* [Problem to solve] Down to the last character, repeat the entries beneath this task.

═══ Given records

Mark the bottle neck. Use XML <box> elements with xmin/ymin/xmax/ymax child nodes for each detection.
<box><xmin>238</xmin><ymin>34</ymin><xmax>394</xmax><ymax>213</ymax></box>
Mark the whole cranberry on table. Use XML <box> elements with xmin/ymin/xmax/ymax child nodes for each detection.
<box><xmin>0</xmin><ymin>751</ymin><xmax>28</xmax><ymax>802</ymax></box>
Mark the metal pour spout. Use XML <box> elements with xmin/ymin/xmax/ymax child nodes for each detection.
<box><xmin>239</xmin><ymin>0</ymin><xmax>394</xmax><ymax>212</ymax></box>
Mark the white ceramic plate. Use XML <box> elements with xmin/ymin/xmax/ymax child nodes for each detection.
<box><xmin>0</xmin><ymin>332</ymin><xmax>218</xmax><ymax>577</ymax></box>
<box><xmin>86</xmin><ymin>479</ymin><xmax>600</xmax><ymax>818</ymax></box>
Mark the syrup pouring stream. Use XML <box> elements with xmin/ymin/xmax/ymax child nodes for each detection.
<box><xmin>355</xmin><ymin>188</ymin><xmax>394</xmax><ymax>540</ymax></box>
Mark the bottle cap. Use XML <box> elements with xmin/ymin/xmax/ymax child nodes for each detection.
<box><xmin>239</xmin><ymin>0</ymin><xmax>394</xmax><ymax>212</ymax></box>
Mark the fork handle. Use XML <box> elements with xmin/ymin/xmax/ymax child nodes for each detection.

══════

* [Response]
Mark the bottle neck. Use XML <box> elements with xmin/ymin/xmax/ymax child nodes for each detection.
<box><xmin>238</xmin><ymin>34</ymin><xmax>394</xmax><ymax>213</ymax></box>
Mark the whole cranberry on table. Use XML <box> elements with xmin/ymin/xmax/ymax child nodes for each detection.
<box><xmin>0</xmin><ymin>751</ymin><xmax>28</xmax><ymax>802</ymax></box>
Mark the metal pour spout. Use XML <box> elements with xmin/ymin/xmax/ymax child nodes for each detection.
<box><xmin>239</xmin><ymin>0</ymin><xmax>394</xmax><ymax>212</ymax></box>
Mark the white ceramic plate. Use XML <box> elements with xmin/ymin/xmax/ymax child nodes for each detection.
<box><xmin>0</xmin><ymin>332</ymin><xmax>218</xmax><ymax>577</ymax></box>
<box><xmin>86</xmin><ymin>479</ymin><xmax>600</xmax><ymax>818</ymax></box>
Mark the syrup pouring stream. Use XML <box> elements with xmin/ymin/xmax/ymax child nodes for each detection.
<box><xmin>355</xmin><ymin>188</ymin><xmax>394</xmax><ymax>540</ymax></box>
Mark the bottle cap. Use XML <box> elements with xmin/ymin/xmax/ymax child nodes for each detection.
<box><xmin>239</xmin><ymin>0</ymin><xmax>394</xmax><ymax>212</ymax></box>
Mark the fork handle. Use XML <box> elements with xmin/ymin/xmax/ymax child nodes for each detection.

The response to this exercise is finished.